Transcribe the entries, keeping every character the same.

>>>>>

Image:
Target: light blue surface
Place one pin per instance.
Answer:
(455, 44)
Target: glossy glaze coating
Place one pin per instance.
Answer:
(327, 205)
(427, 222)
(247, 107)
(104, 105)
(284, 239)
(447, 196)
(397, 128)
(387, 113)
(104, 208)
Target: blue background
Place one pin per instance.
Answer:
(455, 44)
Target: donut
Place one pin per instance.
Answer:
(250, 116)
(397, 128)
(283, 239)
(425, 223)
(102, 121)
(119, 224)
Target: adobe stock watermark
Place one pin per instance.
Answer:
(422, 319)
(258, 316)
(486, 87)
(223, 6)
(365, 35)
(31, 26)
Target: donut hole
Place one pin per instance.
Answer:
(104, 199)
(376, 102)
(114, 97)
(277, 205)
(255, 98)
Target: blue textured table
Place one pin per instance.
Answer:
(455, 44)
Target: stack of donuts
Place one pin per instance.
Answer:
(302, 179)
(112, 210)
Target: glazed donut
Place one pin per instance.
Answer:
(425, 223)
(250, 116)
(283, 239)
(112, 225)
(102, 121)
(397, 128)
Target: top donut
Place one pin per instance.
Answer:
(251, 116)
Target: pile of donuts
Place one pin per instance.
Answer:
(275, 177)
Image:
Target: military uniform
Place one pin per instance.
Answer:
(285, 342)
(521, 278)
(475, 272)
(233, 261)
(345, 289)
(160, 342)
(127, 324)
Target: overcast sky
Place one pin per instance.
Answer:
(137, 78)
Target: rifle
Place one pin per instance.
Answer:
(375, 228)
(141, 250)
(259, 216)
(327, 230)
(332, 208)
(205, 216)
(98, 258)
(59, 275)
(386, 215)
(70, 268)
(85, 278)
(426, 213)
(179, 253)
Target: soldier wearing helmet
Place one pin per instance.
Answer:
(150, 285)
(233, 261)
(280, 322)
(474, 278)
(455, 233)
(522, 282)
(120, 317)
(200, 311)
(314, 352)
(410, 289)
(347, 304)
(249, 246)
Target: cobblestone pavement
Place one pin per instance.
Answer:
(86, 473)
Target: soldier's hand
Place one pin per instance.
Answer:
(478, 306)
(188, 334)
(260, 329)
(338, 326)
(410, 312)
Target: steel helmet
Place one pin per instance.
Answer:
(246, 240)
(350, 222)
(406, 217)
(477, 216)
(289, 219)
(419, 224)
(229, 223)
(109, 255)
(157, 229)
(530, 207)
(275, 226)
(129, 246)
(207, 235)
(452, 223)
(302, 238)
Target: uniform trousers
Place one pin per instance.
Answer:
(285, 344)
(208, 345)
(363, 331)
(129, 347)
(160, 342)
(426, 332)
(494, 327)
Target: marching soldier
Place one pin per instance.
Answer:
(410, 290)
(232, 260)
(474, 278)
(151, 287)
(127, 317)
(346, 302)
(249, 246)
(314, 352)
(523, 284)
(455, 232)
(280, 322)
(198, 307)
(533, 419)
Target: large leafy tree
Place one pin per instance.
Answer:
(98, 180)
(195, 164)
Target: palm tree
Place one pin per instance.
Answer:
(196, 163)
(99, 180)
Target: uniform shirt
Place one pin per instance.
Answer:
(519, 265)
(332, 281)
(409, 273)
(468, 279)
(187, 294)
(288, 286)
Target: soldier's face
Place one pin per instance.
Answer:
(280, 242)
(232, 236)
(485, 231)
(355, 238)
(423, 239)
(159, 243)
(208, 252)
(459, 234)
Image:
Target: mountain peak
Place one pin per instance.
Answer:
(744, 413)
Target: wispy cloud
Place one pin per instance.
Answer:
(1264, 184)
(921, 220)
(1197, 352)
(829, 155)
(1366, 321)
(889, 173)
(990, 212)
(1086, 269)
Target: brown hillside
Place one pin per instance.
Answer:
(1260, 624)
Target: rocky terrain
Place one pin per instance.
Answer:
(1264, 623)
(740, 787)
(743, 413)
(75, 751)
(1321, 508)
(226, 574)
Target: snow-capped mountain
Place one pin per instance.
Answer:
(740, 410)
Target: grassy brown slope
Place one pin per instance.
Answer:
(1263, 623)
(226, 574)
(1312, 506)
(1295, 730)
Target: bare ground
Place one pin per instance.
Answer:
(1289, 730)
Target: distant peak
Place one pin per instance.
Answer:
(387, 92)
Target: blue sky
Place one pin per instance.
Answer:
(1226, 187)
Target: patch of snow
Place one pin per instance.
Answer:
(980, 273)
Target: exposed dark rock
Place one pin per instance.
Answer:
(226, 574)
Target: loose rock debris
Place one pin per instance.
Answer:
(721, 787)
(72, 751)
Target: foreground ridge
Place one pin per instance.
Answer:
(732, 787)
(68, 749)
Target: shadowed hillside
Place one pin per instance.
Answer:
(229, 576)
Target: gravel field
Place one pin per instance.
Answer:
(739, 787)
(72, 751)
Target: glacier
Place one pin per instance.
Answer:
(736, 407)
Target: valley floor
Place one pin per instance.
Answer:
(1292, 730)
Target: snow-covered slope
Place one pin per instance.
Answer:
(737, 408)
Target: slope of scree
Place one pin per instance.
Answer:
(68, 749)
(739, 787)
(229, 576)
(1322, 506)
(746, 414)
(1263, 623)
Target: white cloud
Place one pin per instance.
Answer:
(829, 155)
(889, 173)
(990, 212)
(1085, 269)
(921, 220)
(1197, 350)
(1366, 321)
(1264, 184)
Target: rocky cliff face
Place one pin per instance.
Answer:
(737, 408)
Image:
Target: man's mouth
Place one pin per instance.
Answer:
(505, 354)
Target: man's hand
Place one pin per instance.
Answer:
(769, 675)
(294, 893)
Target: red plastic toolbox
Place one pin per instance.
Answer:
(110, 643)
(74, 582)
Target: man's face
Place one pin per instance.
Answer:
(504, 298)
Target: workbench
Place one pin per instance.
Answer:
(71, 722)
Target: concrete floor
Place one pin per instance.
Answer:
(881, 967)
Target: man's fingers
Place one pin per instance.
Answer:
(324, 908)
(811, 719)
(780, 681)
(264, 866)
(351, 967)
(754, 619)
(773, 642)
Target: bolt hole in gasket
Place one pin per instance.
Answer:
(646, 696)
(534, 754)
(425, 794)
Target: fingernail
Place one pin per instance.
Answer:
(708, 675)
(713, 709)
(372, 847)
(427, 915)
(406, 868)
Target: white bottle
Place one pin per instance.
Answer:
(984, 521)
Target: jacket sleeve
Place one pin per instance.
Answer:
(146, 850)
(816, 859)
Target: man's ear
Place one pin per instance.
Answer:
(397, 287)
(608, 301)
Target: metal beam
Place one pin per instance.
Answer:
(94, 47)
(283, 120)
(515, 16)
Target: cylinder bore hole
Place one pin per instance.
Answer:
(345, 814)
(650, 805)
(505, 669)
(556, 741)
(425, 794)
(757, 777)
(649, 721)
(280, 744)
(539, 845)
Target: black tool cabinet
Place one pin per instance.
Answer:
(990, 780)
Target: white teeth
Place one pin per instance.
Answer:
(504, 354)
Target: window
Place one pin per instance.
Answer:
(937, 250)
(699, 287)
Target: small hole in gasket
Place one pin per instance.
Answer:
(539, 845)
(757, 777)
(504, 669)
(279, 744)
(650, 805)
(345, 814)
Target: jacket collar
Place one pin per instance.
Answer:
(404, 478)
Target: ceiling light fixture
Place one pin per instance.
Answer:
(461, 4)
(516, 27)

<<<<<

» **ANSWER TO THE PROBLEM**:
Image:
Target: light blue surface
Place one pin per instance.
Answer:
(455, 44)
Target: glossy glaze coating
Place one pin per instance.
Answer:
(327, 205)
(427, 222)
(247, 107)
(104, 105)
(284, 239)
(447, 196)
(397, 128)
(387, 113)
(104, 208)
Target: blue background
Place one pin per instance.
Answer:
(455, 44)
Target: donut
Place one pin per instance.
Answer:
(250, 116)
(397, 128)
(283, 239)
(425, 223)
(102, 121)
(119, 224)
Target: adobe stock watermark
Place one pin per instance.
Answer:
(422, 319)
(258, 316)
(486, 87)
(223, 6)
(365, 35)
(31, 26)
Target: donut hole
Place one pin per instance.
Answer:
(104, 199)
(376, 102)
(114, 97)
(277, 205)
(255, 98)
Target: blue textured table
Place one pin per instance.
Answer:
(455, 44)
Target: stack of donuts
Place one pin per instance.
Answer:
(302, 179)
(112, 210)
Target: glazed donut
Place one pin per instance.
Answer:
(425, 223)
(250, 116)
(283, 239)
(112, 225)
(102, 121)
(397, 128)
Target: top donut
Place one pin per instance.
Answer:
(251, 116)
Target: pile of donuts
Place one pin per instance.
Answer:
(275, 177)
Image:
Target: military uniform
Place one pin per instance.
Answer:
(285, 342)
(521, 278)
(475, 272)
(233, 261)
(345, 289)
(160, 342)
(127, 324)
Target: overcast sky
Place one pin per instance.
Answer:
(137, 78)
Target: rifle
Place one pin per instance.
Answer:
(375, 228)
(141, 250)
(259, 216)
(327, 230)
(332, 208)
(205, 216)
(98, 258)
(59, 275)
(386, 215)
(70, 268)
(85, 278)
(426, 213)
(179, 253)
Target: soldier wearing helmet
Place one pin per instance.
Answer:
(150, 285)
(233, 261)
(280, 322)
(474, 278)
(455, 233)
(522, 282)
(120, 317)
(200, 311)
(314, 352)
(410, 289)
(347, 304)
(249, 246)
Target: cobblestone pavement
Place one pin per instance.
Answer:
(86, 473)
Target: soldier's hand
Place one pin per instance.
Answer:
(478, 306)
(188, 334)
(260, 329)
(338, 326)
(410, 312)
Target: steel helmet
Place one pin per instance.
Answer:
(246, 240)
(350, 222)
(406, 217)
(477, 216)
(289, 219)
(419, 224)
(229, 223)
(109, 255)
(157, 229)
(530, 207)
(275, 226)
(129, 246)
(207, 235)
(452, 223)
(302, 238)
Target: uniform trousers
Place one pin per instance.
Answer:
(285, 344)
(208, 345)
(363, 331)
(129, 347)
(160, 342)
(426, 332)
(494, 327)
Target: marching soldier
Place one pin per instance.
Answer:
(410, 290)
(232, 260)
(474, 278)
(151, 287)
(127, 317)
(346, 302)
(249, 246)
(314, 352)
(523, 284)
(455, 232)
(280, 322)
(198, 307)
(533, 419)
Target: large leafy tree
Place one pin per instance.
Answer:
(98, 180)
(195, 164)
Target: palm tree
Place one pin per instance.
Answer:
(196, 163)
(99, 180)
Target: uniform shirt
Place one pin per instance.
Answer:
(519, 265)
(332, 281)
(409, 273)
(468, 279)
(187, 294)
(288, 286)
Target: soldier's face
Place one pin per instance.
Answer:
(280, 242)
(232, 236)
(485, 231)
(355, 238)
(423, 239)
(159, 243)
(208, 252)
(459, 234)
Image:
Target: mountain peak
Place one pin per instance.
Answer:
(744, 413)
Target: wispy cloud
Place one pin per instance.
Answer:
(1264, 184)
(921, 220)
(1197, 352)
(829, 155)
(1366, 321)
(889, 173)
(990, 212)
(1086, 269)
Target: brown hillside
Place one pin per instance.
Answer:
(1260, 624)
Target: rocky terrain
Place one pin per instance.
Answer:
(1264, 623)
(740, 787)
(743, 413)
(75, 751)
(1321, 508)
(226, 574)
Target: snow-capped mountain
Place one pin per instance.
Answer:
(740, 410)
Target: grassy brown slope
Place one pin per instance.
Answer:
(1263, 623)
(226, 574)
(1312, 506)
(1295, 730)
Target: bare ground
Place one pin per instance.
Answer:
(1289, 730)
Target: distant peak
Place one pin per instance.
Answer:
(387, 92)
Target: blue sky
Place one pin per instance.
Answer:
(1226, 187)
Target: patch of snow
Place one pin per instance.
Answer:
(980, 273)
Target: exposed dark rock
Place one pin per instance.
Answer:
(226, 574)
Target: loose rock debris
Place one pin per instance.
Answer:
(721, 787)
(72, 751)
Target: foreground ridge
Place one pin per instance.
Answer:
(732, 787)
(68, 749)
Target: shadowed hillside
Place one pin per instance.
Answer:
(229, 576)
Target: gravel field
Place one pin per instance.
Answer:
(739, 787)
(72, 751)
Target: glacier
Place one pin per instance.
Answer:
(736, 407)
Target: valley floor
Place one pin per instance.
Answer:
(1292, 730)
Target: snow-covered slope
Place one pin per instance.
Answer:
(737, 408)
Target: slope of scree
Place one pin per instance.
Answer:
(68, 749)
(739, 787)
(229, 576)
(1322, 506)
(746, 414)
(1263, 623)
Target: white cloud
Place one pin per instance.
Answer:
(829, 155)
(889, 173)
(990, 212)
(1085, 269)
(921, 220)
(1197, 350)
(1366, 321)
(1264, 184)
Target: rocky cliff face
Place one pin per instance.
Answer:
(737, 408)
Image:
Target: man's mouth
Place one pin per instance.
Answer:
(505, 354)
Target: man's hand
Place one pin per instance.
Answer:
(769, 675)
(294, 893)
Target: red plastic toolbox
Place one pin per instance.
Answer:
(110, 643)
(74, 582)
Target: man's face
Place one pin per instance.
Answer:
(504, 298)
Target: workbench
Place one pin per instance.
Answer:
(71, 722)
Target: concrete floor
Place one pin per instance.
Answer:
(881, 967)
Target: man's fingers
Place one pin per instance.
Answer:
(324, 908)
(811, 719)
(780, 681)
(264, 866)
(351, 967)
(754, 619)
(773, 642)
Target: bolt hole in gasket
Place one pin per instance.
Answer:
(646, 696)
(534, 754)
(425, 794)
Target: fingernail
Place one pin per instance.
Answer:
(708, 675)
(713, 709)
(372, 847)
(427, 915)
(406, 868)
Target: white bottle
Place one pin per instance.
Answer:
(984, 521)
Target: jacket sleeve
Place one pin per instance.
Answer:
(146, 850)
(816, 859)
Target: man's ear
Place one pin per instance.
Answer:
(397, 287)
(608, 301)
Target: metal beam
Place one pin per instance.
Answer:
(94, 47)
(283, 120)
(515, 16)
Target: cylinder bore hole
Place one pin per instance.
Answer:
(345, 814)
(650, 805)
(505, 669)
(556, 741)
(425, 794)
(757, 777)
(649, 721)
(280, 744)
(539, 845)
Target: black tool cabinet
Place one pin per instance.
Answer:
(990, 780)
Target: white teeth
Place one pin per instance.
Answer:
(504, 354)
Target: window
Place one pin per instance.
Answer:
(937, 250)
(699, 287)
Target: small hole in gasket
Place one pin per instance.
Answer:
(539, 845)
(757, 777)
(504, 669)
(279, 744)
(650, 805)
(345, 814)
Target: jacket collar
Place one pin per instance.
Answer:
(404, 478)
Target: ceiling light fixture
Place one pin per instance.
Answer:
(461, 4)
(516, 27)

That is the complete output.